* Begin RECORD EXCERPTS *

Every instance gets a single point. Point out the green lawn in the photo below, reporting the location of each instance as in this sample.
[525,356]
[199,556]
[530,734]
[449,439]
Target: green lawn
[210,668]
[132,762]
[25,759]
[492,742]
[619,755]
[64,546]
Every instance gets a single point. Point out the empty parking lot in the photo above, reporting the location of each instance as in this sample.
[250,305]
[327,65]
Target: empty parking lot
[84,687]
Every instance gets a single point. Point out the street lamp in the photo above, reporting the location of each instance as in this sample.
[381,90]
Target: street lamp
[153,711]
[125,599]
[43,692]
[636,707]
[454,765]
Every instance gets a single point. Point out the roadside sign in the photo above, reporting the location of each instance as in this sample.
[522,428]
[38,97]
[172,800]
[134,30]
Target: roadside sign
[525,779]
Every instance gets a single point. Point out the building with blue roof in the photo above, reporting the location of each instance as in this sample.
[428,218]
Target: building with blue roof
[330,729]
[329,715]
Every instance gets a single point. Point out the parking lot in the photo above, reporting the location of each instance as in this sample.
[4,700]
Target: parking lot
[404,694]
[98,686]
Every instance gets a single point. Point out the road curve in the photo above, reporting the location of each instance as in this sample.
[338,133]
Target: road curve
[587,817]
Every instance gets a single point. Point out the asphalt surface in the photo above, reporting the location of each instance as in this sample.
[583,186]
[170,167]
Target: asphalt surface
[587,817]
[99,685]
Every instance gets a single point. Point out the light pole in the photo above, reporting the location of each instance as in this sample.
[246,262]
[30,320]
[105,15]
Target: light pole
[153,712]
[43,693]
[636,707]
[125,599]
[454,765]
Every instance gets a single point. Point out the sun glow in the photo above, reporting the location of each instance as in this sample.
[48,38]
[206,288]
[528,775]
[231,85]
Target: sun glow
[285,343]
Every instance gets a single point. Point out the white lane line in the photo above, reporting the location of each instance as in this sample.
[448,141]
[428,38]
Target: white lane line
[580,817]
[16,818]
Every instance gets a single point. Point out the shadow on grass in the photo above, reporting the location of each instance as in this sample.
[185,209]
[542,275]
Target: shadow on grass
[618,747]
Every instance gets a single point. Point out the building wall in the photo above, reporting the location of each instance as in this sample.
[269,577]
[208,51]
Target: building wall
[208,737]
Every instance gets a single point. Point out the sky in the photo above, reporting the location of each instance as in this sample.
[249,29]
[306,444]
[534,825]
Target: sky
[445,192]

* End RECORD EXCERPTS *

Render the records from the line containing "Every instance gets a single point. Point out the white" through the last line of the records, both included, as a Markdown table. Use a Row column that numbers each line and a Line column that holds the line, skipping any blank lines.

= EXERCISE RESULT =
| Row | Line |
|---|---|
| 1 | Every instance gets a single point. Point out the white lane line in the photo above, reporting the location of each instance as in this sample. |
| 2 | [448,141] |
| 3 | [428,38] |
| 4 | Target: white lane line |
| 5 | [580,817] |
| 6 | [16,818] |
| 7 | Every instance gets a single point. Point out the shadow on grass in the photo above, reporting the location of each instance as in this sample. |
| 8 | [185,209] |
| 9 | [542,275] |
| 10 | Target: shadow on grass |
| 11 | [618,747] |
| 12 | Every instance gets a single point. Point out the building wall in the photo above, reporting the location of each instance as in this sample. |
| 13 | [269,577] |
| 14 | [208,51] |
| 15 | Target: building wall |
| 16 | [208,737] |
| 17 | Every instance gets a single point. Point out the sky in the photo above, reporting the location of each instance as in this sample. |
| 18 | [249,29] |
| 19 | [306,444] |
| 20 | [534,825] |
| 21 | Target: sky |
| 22 | [445,192] |